[Your goal] Of the entries that follow, how many lines hold the word "green"? Reply with the number only.
=== Given entries ===
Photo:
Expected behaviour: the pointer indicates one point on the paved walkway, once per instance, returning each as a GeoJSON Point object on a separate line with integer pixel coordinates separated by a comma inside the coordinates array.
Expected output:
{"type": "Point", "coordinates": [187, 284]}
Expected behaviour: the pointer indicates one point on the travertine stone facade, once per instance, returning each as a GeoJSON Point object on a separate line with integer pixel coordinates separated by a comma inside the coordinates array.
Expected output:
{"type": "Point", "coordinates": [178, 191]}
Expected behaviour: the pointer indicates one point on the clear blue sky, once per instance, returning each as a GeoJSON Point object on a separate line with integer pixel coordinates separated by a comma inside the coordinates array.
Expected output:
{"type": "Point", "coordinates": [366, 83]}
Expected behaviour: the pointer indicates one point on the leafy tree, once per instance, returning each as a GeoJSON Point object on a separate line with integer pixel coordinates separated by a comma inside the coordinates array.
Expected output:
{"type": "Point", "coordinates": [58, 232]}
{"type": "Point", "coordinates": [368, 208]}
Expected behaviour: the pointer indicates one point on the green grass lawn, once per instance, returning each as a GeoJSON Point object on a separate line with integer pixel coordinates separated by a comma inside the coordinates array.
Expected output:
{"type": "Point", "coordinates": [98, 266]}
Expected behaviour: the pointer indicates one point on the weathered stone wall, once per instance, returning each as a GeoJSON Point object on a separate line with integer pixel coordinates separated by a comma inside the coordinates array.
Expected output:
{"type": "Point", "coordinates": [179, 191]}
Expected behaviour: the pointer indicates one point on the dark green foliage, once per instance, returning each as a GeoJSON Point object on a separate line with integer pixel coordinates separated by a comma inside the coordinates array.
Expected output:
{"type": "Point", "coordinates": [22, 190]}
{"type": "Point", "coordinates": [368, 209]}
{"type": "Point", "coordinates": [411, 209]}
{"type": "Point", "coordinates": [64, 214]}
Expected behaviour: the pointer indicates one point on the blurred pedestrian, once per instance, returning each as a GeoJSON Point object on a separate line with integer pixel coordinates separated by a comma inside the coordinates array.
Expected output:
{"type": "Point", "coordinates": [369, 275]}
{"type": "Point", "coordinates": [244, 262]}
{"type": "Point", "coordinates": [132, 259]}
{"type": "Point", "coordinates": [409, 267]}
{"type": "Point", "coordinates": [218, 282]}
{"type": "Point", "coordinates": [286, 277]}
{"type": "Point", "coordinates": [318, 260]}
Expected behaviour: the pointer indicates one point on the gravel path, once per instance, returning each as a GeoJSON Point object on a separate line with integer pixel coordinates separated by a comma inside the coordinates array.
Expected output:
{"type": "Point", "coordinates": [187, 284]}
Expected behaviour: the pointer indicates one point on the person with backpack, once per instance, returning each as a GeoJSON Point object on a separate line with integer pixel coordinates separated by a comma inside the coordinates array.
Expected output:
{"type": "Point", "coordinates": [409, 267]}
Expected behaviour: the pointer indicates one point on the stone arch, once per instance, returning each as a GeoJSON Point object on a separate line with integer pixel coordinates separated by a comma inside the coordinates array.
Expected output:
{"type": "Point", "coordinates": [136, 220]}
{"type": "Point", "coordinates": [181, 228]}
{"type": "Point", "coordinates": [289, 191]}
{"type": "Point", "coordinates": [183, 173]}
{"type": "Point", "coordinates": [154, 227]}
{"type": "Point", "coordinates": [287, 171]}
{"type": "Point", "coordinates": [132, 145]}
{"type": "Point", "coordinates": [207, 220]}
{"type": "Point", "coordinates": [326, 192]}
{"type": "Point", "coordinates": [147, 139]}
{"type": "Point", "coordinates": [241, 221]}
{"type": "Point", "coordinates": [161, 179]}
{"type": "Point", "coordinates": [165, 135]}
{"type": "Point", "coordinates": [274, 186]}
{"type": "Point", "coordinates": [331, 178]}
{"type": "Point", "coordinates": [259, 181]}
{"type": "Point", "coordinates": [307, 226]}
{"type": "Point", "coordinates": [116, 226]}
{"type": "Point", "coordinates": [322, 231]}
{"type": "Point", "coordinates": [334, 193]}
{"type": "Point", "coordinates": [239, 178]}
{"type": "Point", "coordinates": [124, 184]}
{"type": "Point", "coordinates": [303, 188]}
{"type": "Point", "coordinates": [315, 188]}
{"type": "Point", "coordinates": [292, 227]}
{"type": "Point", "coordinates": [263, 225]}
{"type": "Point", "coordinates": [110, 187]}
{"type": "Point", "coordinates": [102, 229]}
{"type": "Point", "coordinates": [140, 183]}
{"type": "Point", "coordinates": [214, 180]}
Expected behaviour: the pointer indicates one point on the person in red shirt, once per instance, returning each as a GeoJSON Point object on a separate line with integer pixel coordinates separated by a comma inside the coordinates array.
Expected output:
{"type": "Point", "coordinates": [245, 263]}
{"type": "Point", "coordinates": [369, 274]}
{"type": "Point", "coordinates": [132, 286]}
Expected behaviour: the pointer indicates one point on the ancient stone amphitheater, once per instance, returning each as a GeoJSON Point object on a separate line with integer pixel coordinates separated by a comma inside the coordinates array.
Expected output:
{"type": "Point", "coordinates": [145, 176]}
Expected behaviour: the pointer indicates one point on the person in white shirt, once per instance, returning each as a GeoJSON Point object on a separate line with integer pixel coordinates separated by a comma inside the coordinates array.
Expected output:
===
[Response for this exercise] 2